• LISTING:

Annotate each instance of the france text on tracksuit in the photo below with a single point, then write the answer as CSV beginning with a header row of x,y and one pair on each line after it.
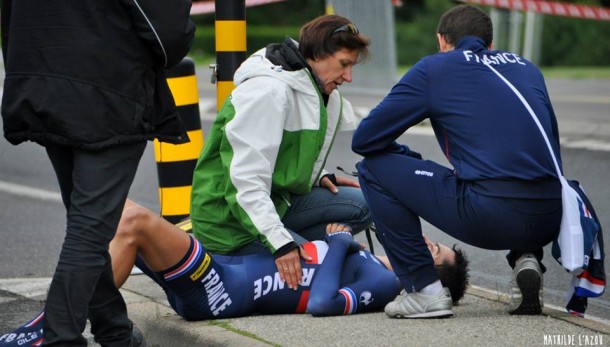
x,y
337,281
502,192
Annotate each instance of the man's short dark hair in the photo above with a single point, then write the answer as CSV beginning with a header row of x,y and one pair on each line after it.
x,y
465,20
454,275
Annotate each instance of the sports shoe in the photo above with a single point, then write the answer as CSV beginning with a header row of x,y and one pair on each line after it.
x,y
137,337
418,305
526,287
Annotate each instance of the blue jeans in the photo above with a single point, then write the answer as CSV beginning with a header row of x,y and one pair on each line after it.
x,y
308,215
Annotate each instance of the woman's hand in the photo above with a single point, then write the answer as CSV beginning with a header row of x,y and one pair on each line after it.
x,y
341,181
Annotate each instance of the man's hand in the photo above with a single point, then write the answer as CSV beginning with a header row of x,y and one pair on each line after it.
x,y
289,267
341,181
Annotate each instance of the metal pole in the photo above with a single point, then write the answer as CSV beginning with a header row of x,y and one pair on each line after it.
x,y
176,163
230,44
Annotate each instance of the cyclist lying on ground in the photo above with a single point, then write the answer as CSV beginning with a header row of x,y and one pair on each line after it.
x,y
342,277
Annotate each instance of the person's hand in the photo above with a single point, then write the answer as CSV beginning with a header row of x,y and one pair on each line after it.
x,y
341,181
289,267
342,233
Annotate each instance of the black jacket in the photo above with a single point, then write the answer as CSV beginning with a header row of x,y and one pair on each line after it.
x,y
89,73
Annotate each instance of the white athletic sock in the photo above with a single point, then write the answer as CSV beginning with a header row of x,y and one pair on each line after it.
x,y
432,288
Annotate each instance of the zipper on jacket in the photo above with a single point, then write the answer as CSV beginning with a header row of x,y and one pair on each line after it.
x,y
332,141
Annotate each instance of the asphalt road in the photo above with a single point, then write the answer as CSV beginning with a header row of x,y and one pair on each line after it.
x,y
32,217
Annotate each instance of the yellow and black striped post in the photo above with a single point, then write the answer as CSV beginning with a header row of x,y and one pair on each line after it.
x,y
175,163
230,44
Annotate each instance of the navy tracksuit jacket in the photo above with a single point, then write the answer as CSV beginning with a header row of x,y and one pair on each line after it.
x,y
502,192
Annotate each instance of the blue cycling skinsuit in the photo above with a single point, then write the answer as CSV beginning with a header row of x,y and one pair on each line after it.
x,y
341,279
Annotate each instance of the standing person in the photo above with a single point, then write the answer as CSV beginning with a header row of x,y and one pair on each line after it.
x,y
259,181
85,80
502,192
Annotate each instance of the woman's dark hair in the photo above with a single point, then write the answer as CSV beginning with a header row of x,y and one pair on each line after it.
x,y
465,20
328,34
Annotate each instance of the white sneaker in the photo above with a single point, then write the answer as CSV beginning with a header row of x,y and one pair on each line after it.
x,y
526,287
418,305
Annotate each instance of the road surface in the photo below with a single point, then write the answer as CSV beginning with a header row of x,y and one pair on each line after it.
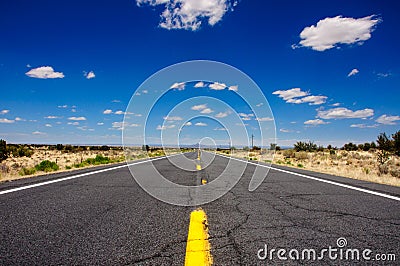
x,y
102,217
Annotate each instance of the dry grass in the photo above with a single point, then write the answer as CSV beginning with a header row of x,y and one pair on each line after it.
x,y
10,169
359,165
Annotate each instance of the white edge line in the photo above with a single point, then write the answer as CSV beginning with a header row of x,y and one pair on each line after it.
x,y
80,175
319,179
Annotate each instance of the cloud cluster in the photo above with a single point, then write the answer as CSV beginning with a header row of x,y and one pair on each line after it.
x,y
315,122
89,75
330,32
388,119
297,96
189,14
353,72
45,72
342,113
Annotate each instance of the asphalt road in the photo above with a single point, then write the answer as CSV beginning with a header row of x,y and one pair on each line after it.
x,y
106,218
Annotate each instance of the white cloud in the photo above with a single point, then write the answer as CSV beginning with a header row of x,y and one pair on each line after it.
x,y
122,125
330,32
246,117
206,111
222,114
172,118
38,133
6,121
384,75
164,127
45,72
89,75
200,124
264,119
120,112
233,88
353,72
311,100
341,112
363,126
199,107
180,86
290,94
188,14
200,84
74,118
217,86
315,122
388,119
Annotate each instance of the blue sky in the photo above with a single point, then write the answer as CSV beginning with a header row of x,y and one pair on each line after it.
x,y
329,70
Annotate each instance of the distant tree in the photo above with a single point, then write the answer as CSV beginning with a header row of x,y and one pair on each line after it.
x,y
305,146
272,146
350,147
145,148
384,148
3,150
104,148
59,147
366,146
384,143
396,143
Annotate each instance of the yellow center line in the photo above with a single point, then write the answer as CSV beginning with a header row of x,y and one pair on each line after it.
x,y
198,246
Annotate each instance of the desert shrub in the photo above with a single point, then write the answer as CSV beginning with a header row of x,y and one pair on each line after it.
x,y
47,166
305,146
383,169
288,153
350,147
301,155
395,172
4,168
396,143
3,150
27,171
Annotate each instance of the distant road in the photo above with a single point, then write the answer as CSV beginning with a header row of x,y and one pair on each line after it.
x,y
102,216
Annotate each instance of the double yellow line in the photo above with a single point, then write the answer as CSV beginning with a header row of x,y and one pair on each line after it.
x,y
198,247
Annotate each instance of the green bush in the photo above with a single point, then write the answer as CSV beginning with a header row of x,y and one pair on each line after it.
x,y
27,171
47,166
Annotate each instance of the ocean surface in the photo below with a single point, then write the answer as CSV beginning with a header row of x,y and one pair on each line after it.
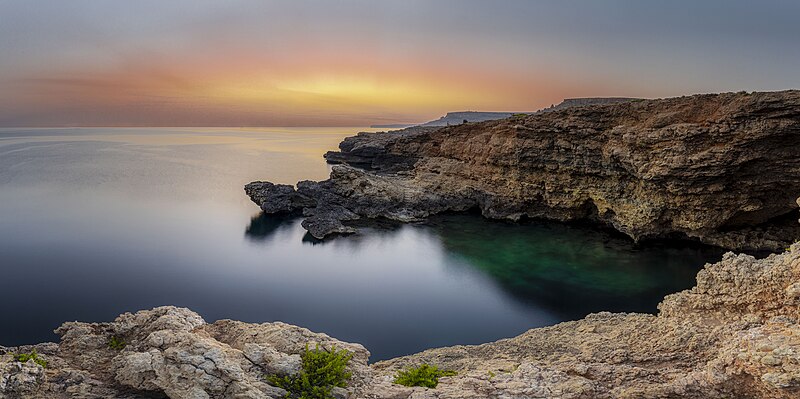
x,y
96,222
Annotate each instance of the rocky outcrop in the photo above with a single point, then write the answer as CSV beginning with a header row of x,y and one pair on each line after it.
x,y
169,352
736,334
723,169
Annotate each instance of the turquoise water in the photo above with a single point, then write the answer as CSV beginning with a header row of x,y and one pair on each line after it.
x,y
95,222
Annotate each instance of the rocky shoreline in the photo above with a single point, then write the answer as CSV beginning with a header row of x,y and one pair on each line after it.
x,y
734,335
722,169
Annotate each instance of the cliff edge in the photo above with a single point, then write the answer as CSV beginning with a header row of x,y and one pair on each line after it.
x,y
734,335
719,168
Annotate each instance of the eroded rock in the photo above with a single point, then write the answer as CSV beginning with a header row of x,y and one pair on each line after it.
x,y
723,169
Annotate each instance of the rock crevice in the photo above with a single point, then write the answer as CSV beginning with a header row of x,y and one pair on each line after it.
x,y
723,169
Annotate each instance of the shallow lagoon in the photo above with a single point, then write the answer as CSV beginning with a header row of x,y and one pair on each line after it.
x,y
95,222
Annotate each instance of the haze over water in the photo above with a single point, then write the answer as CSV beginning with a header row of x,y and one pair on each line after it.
x,y
96,222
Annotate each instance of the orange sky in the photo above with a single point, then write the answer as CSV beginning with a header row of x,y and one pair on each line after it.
x,y
355,63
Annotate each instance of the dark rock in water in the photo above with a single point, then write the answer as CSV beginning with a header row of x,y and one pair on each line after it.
x,y
277,198
723,169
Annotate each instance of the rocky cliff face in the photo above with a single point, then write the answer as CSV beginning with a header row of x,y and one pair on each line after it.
x,y
723,169
735,335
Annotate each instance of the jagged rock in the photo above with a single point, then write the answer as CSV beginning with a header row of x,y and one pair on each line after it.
x,y
734,335
169,352
723,169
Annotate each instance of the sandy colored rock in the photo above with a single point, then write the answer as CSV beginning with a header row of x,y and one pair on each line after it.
x,y
720,168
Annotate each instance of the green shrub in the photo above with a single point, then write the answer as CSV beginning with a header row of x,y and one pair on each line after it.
x,y
322,370
422,376
116,343
24,357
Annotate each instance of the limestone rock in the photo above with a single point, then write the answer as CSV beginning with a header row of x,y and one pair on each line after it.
x,y
723,169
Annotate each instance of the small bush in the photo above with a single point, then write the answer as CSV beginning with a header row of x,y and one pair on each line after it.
x,y
322,370
422,376
24,357
116,343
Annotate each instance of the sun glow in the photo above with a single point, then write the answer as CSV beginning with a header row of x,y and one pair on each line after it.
x,y
345,93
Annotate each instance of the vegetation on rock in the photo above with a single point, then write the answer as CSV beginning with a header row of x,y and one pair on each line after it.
x,y
424,375
322,370
24,357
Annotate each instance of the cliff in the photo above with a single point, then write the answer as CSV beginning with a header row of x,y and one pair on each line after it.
x,y
734,335
722,169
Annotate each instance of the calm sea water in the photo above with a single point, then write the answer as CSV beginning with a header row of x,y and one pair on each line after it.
x,y
95,222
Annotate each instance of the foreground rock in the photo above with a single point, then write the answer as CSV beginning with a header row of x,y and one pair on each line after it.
x,y
723,169
735,335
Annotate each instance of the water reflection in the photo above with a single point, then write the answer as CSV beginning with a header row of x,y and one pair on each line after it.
x,y
103,221
569,269
263,226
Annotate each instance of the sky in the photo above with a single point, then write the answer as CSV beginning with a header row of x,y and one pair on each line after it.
x,y
356,63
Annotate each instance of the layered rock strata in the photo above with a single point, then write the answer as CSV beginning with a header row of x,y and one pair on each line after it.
x,y
723,169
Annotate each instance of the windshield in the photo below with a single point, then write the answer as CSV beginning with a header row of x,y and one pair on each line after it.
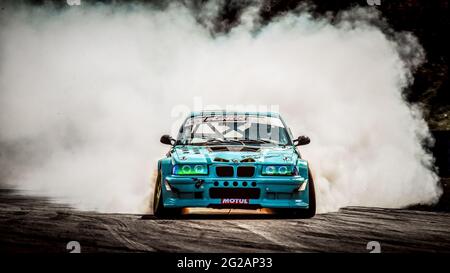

• WRITTEN EXERCISE:
Update the data from the line containing "Annotate each instance of the layered" up to and including the last line, changing "layered rock strata" to "exposed rock layers" and keeping everything else unchanged. Omit the picture from your answer.

• ANSWER:
Annotate each instance of the exposed rock layers in the photo above with a single point, then write the answer as CSV beginning with a header row of x,y and one pair on each line after it.
x,y
723,169
Annotate each instance of the windshield in the photo below with a single point, then write the answer as CSV beginning with a header row of x,y and one pair on each line after it.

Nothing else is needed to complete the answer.